- [Exercise instructions]:
1: Duplicate the records, starting with the line that contains "q: white desk" and going on through the end of the records.
2: Pick up the passage about the family's turbo broiler after its last sentence and keep it going.

Not that we got to use it often. Like I said, electricity was an iffy affair in those days. The power company thought nothing of turning off the switch in the daytime, on moonlit nights, and when anything more than a signal-one typhoon hit the region (in which case we went without electricity for months). That was why we were better off depending on gaslight for illumination and firewood for cooking. That was also why you had to wonder at the practicality of the turbo broiler, because if you counted on it to make dinner and the power suddenly died, the family would go to bed with empty stomachs — or worse, salmonella poisoning.

It may be unnecessary, but I will say it anyway: the damned thing delivered — as did the aforementioned rice cooker, crock pot, and vacuum cleaner. In fact, they’re still very much around and in good working condition. (We’ve changed rice cookers about six or seven times since then and the turbo broiler maybe twice, but put that down to wear-and-tear.) Other ’70s wonders like the bell-bottom pants and Niño Muhlach* came and went, but the turbo broiler, etc. survived and adapted to the changing times. They only had to wait until electricity was in steady enough supply to justify allotting them permanent places in the kitchen (save for the vacuum cleaner, it goes without saying). That was what I was trying to tell you when I said that I preferred to view my father’s compulsions through the soft-focus lens of nostalgia, because the fact is that never since has his faith in the unsolicited vendor been justified as much or rewarded so richly. Perfectly cooked rice; tender, slide-off-the-bone meat; sinfully crispy pork and chicken skin… If those were not reward enough then I don’t know what is. I believe it’s also called “value for money.” As for the Mormons, they promised a more intangible form of reward, but my father has never been sold on religion of any sort, so that was that. Some of them were cute, though.

- [Dataset rows]:
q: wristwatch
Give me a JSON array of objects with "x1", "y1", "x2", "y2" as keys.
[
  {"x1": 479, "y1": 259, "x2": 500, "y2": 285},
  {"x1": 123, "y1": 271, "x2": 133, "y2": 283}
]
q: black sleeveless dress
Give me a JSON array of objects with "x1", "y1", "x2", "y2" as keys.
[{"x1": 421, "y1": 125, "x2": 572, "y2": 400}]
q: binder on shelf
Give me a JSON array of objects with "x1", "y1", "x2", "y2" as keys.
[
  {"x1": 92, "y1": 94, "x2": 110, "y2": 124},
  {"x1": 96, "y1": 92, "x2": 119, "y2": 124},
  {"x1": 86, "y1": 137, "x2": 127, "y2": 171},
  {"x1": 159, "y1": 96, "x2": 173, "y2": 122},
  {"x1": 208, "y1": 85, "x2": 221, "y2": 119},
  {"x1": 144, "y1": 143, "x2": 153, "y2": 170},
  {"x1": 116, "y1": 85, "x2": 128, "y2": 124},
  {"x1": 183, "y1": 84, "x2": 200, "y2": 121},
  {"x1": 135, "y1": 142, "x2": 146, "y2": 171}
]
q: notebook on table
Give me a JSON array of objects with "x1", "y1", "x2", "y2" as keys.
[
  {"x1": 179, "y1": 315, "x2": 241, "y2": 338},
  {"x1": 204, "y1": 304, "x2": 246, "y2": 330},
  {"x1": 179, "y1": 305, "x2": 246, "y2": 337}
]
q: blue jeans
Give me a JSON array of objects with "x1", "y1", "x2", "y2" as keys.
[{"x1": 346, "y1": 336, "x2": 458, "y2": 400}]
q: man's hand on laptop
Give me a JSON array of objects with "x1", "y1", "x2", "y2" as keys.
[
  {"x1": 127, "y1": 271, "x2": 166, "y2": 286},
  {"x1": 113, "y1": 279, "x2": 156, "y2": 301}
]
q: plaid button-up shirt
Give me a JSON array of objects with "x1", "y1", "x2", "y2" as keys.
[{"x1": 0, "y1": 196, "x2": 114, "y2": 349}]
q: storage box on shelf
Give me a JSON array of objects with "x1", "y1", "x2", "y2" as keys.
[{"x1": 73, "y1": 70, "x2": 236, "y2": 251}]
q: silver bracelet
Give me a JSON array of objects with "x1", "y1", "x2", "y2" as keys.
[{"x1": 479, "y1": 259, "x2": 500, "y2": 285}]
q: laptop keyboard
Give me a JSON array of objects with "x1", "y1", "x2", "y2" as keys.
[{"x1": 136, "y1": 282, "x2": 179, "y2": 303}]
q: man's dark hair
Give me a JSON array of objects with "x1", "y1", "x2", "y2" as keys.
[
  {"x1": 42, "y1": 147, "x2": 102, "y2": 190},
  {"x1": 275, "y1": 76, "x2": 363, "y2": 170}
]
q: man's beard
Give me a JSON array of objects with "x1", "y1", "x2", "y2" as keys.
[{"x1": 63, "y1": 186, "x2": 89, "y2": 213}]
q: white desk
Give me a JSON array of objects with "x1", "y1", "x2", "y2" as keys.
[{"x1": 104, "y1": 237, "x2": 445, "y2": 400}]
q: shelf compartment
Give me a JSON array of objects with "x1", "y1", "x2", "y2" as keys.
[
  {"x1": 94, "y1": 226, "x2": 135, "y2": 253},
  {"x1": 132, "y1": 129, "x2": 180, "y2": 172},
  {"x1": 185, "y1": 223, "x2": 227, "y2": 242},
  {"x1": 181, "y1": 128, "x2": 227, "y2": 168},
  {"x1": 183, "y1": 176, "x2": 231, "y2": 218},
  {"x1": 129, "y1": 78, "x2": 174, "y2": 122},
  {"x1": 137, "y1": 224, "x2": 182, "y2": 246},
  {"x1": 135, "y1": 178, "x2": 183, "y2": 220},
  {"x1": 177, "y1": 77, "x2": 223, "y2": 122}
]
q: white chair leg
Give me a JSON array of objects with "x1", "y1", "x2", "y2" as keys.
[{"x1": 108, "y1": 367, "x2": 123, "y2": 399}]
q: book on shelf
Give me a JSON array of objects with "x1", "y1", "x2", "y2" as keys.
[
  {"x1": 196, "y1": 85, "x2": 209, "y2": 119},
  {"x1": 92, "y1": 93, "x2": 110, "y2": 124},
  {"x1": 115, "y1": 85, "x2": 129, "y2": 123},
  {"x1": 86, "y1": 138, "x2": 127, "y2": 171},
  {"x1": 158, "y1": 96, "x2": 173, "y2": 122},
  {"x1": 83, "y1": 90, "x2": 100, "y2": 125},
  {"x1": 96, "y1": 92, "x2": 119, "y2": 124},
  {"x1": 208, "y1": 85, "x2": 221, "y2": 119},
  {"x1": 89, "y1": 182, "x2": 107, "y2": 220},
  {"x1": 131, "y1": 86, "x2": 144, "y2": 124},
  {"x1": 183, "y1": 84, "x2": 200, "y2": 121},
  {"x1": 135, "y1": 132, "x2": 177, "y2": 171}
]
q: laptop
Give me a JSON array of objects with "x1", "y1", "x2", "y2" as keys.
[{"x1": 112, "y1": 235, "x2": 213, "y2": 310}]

- [Results of the tasks]:
1:
q: white desk
Give me a JSON array of objects with "x1", "y1", "x2", "y2" as keys.
[{"x1": 104, "y1": 237, "x2": 445, "y2": 400}]
q: shelf compartment
Give me a JSON array of objects with "x1", "y1", "x2", "y2" as keys.
[
  {"x1": 94, "y1": 226, "x2": 135, "y2": 253},
  {"x1": 132, "y1": 129, "x2": 180, "y2": 172},
  {"x1": 185, "y1": 223, "x2": 227, "y2": 242},
  {"x1": 181, "y1": 128, "x2": 227, "y2": 168},
  {"x1": 183, "y1": 176, "x2": 231, "y2": 218},
  {"x1": 129, "y1": 78, "x2": 174, "y2": 122},
  {"x1": 137, "y1": 224, "x2": 182, "y2": 246},
  {"x1": 135, "y1": 178, "x2": 183, "y2": 220},
  {"x1": 177, "y1": 77, "x2": 223, "y2": 122}
]
q: white chair leg
Give me a JSON array of objects with "x1", "y1", "x2", "y2" as keys.
[{"x1": 108, "y1": 367, "x2": 123, "y2": 399}]
q: book on shelf
Give me a JSON array of objects with "x1", "y1", "x2", "y2" as keys.
[
  {"x1": 196, "y1": 85, "x2": 209, "y2": 119},
  {"x1": 92, "y1": 93, "x2": 110, "y2": 124},
  {"x1": 115, "y1": 85, "x2": 129, "y2": 123},
  {"x1": 86, "y1": 138, "x2": 127, "y2": 171},
  {"x1": 158, "y1": 96, "x2": 173, "y2": 122},
  {"x1": 83, "y1": 90, "x2": 100, "y2": 125},
  {"x1": 96, "y1": 92, "x2": 119, "y2": 124},
  {"x1": 208, "y1": 85, "x2": 221, "y2": 119},
  {"x1": 89, "y1": 182, "x2": 107, "y2": 220},
  {"x1": 131, "y1": 86, "x2": 144, "y2": 124},
  {"x1": 183, "y1": 84, "x2": 200, "y2": 121},
  {"x1": 135, "y1": 132, "x2": 177, "y2": 171}
]
q: laptop
Give me a JSON array of objects with "x1", "y1", "x2", "y2" as keys.
[{"x1": 112, "y1": 235, "x2": 213, "y2": 310}]

2:
Ah, but for those good old days… People often say it without a hint of irony, pining for some distant past that the present can somehow never live up to. But like what? Month-long blackouts? Irksome party lines? Choppy, grainy TV? The Nutribun? These days we have it so easy. Unfortunately, so do the people who want to sell us crap. As science enables us to communicate in ways unimaginable just two decades ago, so have merchants of the mediocre found increasingly novel ways to lure unsuspecting consumers: text messages that urge you to subscribe to this or that service, spam mail offering a cure for erectile dysfunction, ads that pop up, under or sideways as you surf your favorite porn site… However, my particular personal vexation remains the disembodied voice faking enthusiasm for some dubious doodad that probably came from a sweatshop in southern China — although last week I had good reason to pause and ponder after I intercepted this call meant for you-know-who. God strike me dead on the spot if it wasn’t an elevator salesman.

Elevator, not as in footwear, but that contraption the Mythbusters purposely let free-fall from the top floor to see if there was any truth to the rumor that a last-second jump before impact could save you. I have often wondered about that myself. The bigger question, of course, was why my father would even consider buying an elevator in the first place. That had me stumped. Then it dawned on me that I had missed the point. I should have put myself in the salesman’s shoes, thought what he was thinking — which, in all probability, was: “Why not?”


* Niño Muhlach (“The Boy Wonder of Philippine Movies”) was one cute kid, but if you do not have that image etched in your memory bank there’s just no way to imagine it — not with the way he looks today, anyway. «

Source photo by Phil Rowe (cartoonized at BeFunky)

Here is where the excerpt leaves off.